# taz.de -- Friedenspreis Salman Rushdie: Immer für den Zweifel
       
       > Salman Rushdie erhält den Friedenspreis des Deutschen Buchhandels. Sein
       > Roman „Die Satanischen Verse“ preist die Skepsis und ist aktuell wie eh
       > und je.
       
 (IMG) Bild: Salman Rushdie 1989, kurz nach Erscheinen von „The Satanic Verses“
       
       Zehnmal stach der Attentäter mit seinem Messer zu, bevor er überwältigt
       werden konnte. Salman Rushdie hatte darüber sprechen wollen, wie bedrohte
       Autorinnen und Schriftsteller in den USA Zuflucht finden, als er [1][am 12.
       August 2022 auf der Bühne des Amphitheaters in Chautauqua, New York,
       angegriffen wurde. Rushdie wurde schwer verletzt]. Der Attentäter, ein
       junger Amerikaner aus einer libanesischen Familie, war noch nicht geboren,
       als der Führer des iranischen Gottesstaats, Ajatollah Chomeini, den Autor
       von „The Satanic Verses“ im Jahr 1989 per Fatwa zum Tode verurteilt hatte.

(Gespeicherte Dateneinträge)
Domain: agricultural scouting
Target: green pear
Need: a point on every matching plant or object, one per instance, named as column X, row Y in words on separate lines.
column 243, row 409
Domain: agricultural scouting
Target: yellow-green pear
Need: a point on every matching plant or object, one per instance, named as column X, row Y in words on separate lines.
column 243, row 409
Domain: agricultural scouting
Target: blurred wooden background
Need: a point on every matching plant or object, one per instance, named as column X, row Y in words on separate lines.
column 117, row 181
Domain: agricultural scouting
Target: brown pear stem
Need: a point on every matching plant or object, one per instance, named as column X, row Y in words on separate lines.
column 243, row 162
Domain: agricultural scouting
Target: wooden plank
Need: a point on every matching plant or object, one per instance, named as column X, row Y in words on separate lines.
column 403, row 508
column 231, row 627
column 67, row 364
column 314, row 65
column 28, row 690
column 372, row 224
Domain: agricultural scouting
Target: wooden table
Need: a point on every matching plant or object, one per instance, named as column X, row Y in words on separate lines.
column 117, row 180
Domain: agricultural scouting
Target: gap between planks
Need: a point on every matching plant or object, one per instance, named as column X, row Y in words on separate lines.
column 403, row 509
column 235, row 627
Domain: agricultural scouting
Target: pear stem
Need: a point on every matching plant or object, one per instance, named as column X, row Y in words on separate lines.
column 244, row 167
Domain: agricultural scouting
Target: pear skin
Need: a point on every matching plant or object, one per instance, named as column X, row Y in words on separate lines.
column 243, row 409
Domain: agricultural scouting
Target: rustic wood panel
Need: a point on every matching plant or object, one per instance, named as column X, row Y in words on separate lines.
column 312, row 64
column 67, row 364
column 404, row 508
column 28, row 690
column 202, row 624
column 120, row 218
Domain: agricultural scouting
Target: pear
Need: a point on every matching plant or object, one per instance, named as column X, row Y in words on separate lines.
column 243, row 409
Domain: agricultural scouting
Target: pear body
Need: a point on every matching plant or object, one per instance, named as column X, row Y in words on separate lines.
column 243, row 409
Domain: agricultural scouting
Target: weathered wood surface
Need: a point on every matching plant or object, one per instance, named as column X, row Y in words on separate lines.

**Schriftliche Aufgabe**: Schreibe den Artikel über Salman Rushdie und den Friedenspreis des Deutschen Buchhandels weiter, beginnend nach seinem letzten Satz.

**Ergebnis**:
       Auf Radio Teheran war Chomeinis Verdikt verbreitet worden: „Ich informiere
       alle stolzen Muslime in aller Welt, dass der Autor des Buchs ‚Die
       satanischen Verse‘, das gegen den Islam, den Propheten und den Koran
       gerichtet ist, und alle, die wissentlich an seiner Publikation beteiligt
       waren, hiermit zum Tode verurteilt sind. Ich fordere alle Muslime auf,
       diese Personen, wo immer sie sich aufhalten, hinzurichten.“ In London, wo
       Rushdie schon lange lebte, wurden Exemplare des Buchs öffentlich verbrannt.
       
       In einem Interview mit dem britischen Sender Channel 4 erzählte Rushdie
       wenig später, er bekomme von britischen Muslimen zustimmende Briefe: Ihnen
       gefalle der Roman, sie schämten sich wegen der Bücherverbrennungen. Das
       unzivilisierte Verhalten gewisser Imame bringe Schande über die muslimische
       Gemeinde des Landes.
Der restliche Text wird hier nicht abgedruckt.